The task – From the line with "Warehouse picking: mark the black trousers" to the final line of the records, reproduce every line exactly and only those lines.

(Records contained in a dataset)
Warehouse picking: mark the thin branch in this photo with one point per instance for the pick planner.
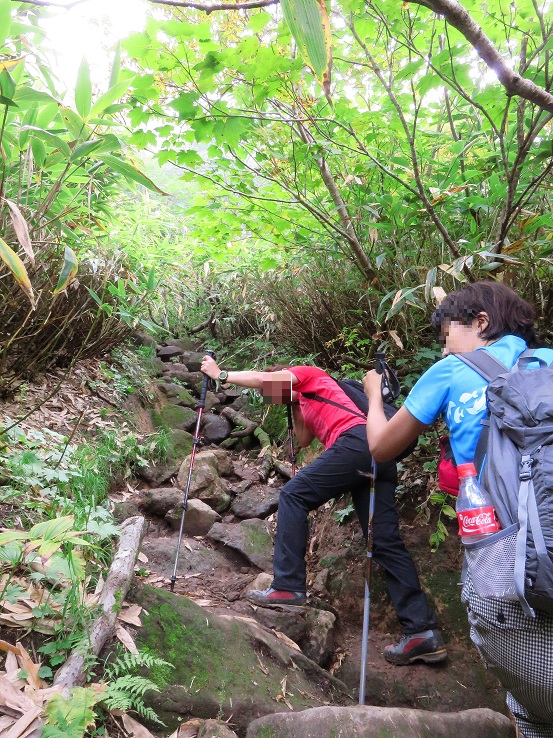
(47, 4)
(246, 5)
(457, 16)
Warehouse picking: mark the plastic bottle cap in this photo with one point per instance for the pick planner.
(466, 470)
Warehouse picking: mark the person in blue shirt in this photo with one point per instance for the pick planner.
(485, 316)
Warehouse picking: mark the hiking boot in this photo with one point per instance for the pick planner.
(272, 596)
(427, 646)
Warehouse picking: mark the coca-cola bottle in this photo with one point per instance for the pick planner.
(475, 511)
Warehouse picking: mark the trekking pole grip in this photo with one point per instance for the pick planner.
(206, 381)
(380, 368)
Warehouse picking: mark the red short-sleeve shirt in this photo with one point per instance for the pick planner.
(326, 422)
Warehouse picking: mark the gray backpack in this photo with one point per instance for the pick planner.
(516, 452)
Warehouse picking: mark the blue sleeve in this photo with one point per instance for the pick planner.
(428, 398)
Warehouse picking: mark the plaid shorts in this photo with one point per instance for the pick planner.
(519, 651)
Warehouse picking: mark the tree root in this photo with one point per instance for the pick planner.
(113, 594)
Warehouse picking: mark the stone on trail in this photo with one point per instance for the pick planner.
(382, 722)
(224, 667)
(205, 483)
(215, 429)
(250, 538)
(161, 500)
(186, 344)
(198, 520)
(255, 502)
(181, 373)
(174, 417)
(177, 394)
(215, 729)
(193, 360)
(290, 621)
(319, 641)
(194, 557)
(166, 353)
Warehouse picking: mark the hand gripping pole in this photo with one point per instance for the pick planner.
(387, 396)
(195, 443)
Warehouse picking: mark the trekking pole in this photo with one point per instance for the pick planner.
(386, 392)
(291, 438)
(195, 444)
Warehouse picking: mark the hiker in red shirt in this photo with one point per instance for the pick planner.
(343, 467)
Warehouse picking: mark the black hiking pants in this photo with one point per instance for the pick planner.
(337, 471)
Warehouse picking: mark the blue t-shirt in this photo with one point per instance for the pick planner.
(453, 391)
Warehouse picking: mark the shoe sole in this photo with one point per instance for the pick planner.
(428, 658)
(282, 603)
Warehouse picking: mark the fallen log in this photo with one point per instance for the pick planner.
(248, 425)
(115, 589)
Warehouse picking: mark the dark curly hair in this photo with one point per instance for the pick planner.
(508, 313)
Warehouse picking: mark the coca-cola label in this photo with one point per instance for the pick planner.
(479, 521)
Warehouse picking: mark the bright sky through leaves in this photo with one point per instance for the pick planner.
(90, 29)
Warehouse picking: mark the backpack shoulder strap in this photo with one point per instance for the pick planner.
(319, 398)
(484, 363)
(489, 368)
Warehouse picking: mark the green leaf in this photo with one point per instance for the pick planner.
(116, 66)
(13, 535)
(17, 268)
(115, 92)
(49, 529)
(184, 105)
(259, 21)
(83, 89)
(68, 272)
(130, 172)
(50, 138)
(7, 85)
(310, 26)
(25, 95)
(5, 19)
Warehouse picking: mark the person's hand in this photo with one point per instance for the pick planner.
(372, 384)
(209, 367)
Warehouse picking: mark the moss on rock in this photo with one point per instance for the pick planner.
(216, 665)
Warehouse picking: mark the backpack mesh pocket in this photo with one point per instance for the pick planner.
(491, 563)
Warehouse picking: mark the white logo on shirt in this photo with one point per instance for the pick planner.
(456, 413)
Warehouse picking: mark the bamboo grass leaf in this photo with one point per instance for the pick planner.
(68, 272)
(21, 230)
(9, 63)
(310, 26)
(5, 19)
(17, 268)
(49, 529)
(116, 66)
(83, 89)
(50, 138)
(108, 98)
(130, 172)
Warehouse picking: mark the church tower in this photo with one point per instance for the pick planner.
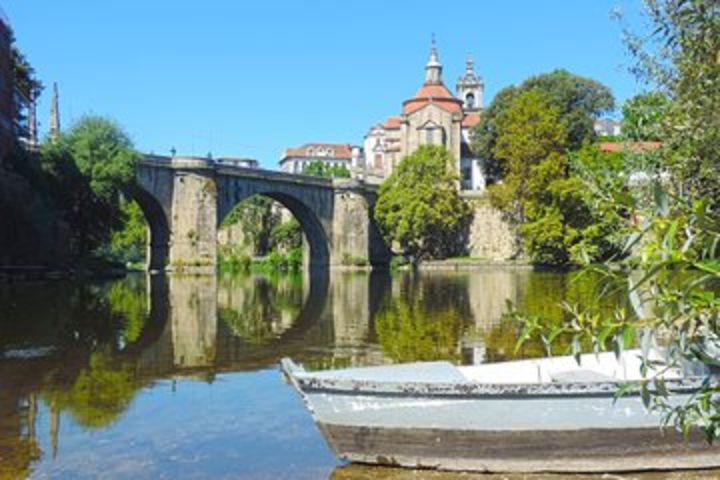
(55, 115)
(470, 88)
(433, 69)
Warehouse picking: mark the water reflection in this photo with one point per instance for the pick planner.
(79, 357)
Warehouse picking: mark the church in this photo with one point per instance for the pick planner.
(433, 116)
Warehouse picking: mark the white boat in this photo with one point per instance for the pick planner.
(544, 415)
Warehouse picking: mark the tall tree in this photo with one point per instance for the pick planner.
(682, 59)
(579, 102)
(529, 131)
(87, 169)
(419, 207)
(643, 116)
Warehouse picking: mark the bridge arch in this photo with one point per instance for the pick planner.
(309, 211)
(186, 198)
(158, 246)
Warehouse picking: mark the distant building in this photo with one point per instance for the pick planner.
(7, 90)
(434, 116)
(606, 127)
(634, 147)
(294, 160)
(238, 162)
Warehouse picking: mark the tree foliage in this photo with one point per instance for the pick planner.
(670, 268)
(85, 173)
(319, 168)
(257, 217)
(579, 101)
(419, 207)
(643, 116)
(682, 58)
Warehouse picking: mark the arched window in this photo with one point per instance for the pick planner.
(429, 136)
(470, 101)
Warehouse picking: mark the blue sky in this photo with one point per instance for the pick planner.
(252, 78)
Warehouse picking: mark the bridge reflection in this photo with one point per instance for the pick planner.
(84, 351)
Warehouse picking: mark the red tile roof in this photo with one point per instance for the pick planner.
(632, 146)
(470, 120)
(392, 123)
(340, 150)
(437, 94)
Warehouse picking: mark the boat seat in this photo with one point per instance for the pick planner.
(580, 376)
(424, 372)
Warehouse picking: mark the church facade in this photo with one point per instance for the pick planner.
(433, 116)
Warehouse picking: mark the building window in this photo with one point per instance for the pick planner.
(429, 136)
(470, 101)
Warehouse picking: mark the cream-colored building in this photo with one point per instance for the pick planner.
(433, 116)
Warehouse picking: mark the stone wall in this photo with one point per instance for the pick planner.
(491, 236)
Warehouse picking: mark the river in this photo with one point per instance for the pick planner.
(176, 377)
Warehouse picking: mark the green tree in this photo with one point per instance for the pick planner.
(86, 171)
(671, 271)
(530, 131)
(104, 153)
(319, 168)
(128, 243)
(419, 206)
(542, 190)
(286, 236)
(578, 100)
(643, 116)
(681, 58)
(257, 218)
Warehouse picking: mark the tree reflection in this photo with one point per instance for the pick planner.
(259, 309)
(425, 319)
(99, 394)
(128, 301)
(543, 296)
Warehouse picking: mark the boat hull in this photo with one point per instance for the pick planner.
(429, 416)
(590, 450)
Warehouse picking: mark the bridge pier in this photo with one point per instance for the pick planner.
(356, 237)
(193, 239)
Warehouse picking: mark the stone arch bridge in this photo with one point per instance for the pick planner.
(186, 198)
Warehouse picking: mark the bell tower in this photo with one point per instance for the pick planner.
(433, 68)
(470, 88)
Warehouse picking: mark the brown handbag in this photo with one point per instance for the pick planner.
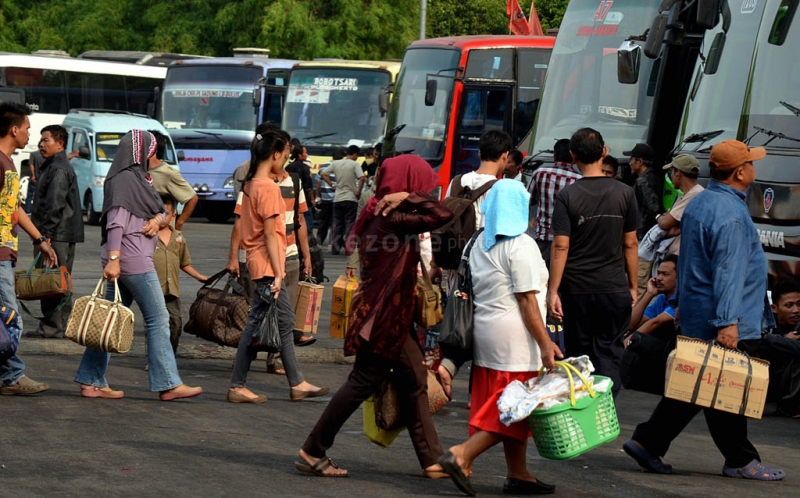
(428, 306)
(388, 414)
(220, 315)
(42, 283)
(100, 324)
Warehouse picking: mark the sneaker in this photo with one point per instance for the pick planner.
(25, 385)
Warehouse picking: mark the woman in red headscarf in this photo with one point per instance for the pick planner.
(380, 332)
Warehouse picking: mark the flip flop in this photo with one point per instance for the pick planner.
(645, 459)
(318, 469)
(448, 463)
(754, 470)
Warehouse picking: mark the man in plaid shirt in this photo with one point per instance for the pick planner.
(545, 184)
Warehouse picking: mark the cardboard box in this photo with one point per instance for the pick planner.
(713, 376)
(343, 290)
(307, 307)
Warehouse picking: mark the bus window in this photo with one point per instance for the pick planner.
(482, 109)
(531, 70)
(491, 63)
(44, 89)
(79, 139)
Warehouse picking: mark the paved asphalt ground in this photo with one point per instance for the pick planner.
(58, 444)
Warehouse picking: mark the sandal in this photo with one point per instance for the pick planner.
(754, 470)
(645, 459)
(449, 465)
(319, 468)
(277, 371)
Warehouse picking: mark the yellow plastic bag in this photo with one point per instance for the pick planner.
(374, 433)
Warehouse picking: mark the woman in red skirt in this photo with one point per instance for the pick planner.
(509, 281)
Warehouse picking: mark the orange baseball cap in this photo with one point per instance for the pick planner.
(730, 154)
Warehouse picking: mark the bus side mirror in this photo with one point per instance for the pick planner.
(383, 101)
(430, 92)
(708, 13)
(629, 57)
(655, 37)
(715, 54)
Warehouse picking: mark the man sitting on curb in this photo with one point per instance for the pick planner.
(655, 311)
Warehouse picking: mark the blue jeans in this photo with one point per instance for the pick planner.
(146, 291)
(245, 355)
(11, 369)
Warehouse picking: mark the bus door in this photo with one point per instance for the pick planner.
(274, 95)
(484, 106)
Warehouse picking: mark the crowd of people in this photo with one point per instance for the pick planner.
(601, 257)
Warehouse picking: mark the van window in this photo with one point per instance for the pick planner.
(79, 139)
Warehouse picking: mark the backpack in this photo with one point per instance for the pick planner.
(449, 240)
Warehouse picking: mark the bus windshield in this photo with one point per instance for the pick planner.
(719, 99)
(773, 117)
(210, 98)
(424, 127)
(336, 106)
(581, 88)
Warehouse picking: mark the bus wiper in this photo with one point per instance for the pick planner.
(393, 132)
(218, 136)
(772, 134)
(323, 135)
(789, 106)
(697, 138)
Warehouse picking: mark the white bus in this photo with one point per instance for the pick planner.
(54, 85)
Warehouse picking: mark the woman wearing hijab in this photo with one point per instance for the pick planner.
(510, 342)
(380, 332)
(131, 217)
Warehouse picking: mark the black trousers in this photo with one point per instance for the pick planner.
(729, 431)
(344, 217)
(325, 220)
(594, 325)
(409, 376)
(55, 322)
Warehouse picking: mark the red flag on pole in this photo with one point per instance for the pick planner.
(535, 27)
(516, 19)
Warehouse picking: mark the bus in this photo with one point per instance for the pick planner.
(451, 90)
(211, 108)
(332, 104)
(748, 89)
(51, 86)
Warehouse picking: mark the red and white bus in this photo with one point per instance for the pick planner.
(451, 90)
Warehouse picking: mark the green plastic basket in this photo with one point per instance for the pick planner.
(566, 431)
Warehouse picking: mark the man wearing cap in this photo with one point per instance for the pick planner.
(647, 188)
(722, 284)
(683, 171)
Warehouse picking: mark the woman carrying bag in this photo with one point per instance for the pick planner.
(510, 342)
(263, 233)
(380, 334)
(131, 217)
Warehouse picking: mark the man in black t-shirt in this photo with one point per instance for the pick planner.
(594, 259)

Finished task –
Warehouse picking: mark the black trousers in this photo with one point per instance for the pick planner.
(729, 431)
(344, 217)
(325, 220)
(594, 325)
(409, 376)
(55, 322)
Warehouse picking: mark the red flag on pole in this photo with one point per instance for the pick planner.
(535, 27)
(516, 19)
Warehouse picking: mark the bus in this photo with one point per instance for the pick planner.
(451, 90)
(211, 108)
(332, 104)
(748, 89)
(51, 86)
Warehouse picking: mark the red and white bus in this photo with one point per instance for the pick planner.
(451, 90)
Warehouse picking: mark the green plastic basket in this photo with one point per instance for the pick planner.
(566, 431)
Warehouse picking: mark the man wearing cap in this photo with one point per instance for the pick planner.
(647, 188)
(722, 284)
(683, 171)
Warehouse picking: mark the woman carrying bag in this photo with one point per instance for the pick planner.
(510, 342)
(263, 233)
(380, 334)
(131, 217)
Warehouse picking: mark the man in black t-shirt in this photo with one point per instance for the pick planner.
(594, 259)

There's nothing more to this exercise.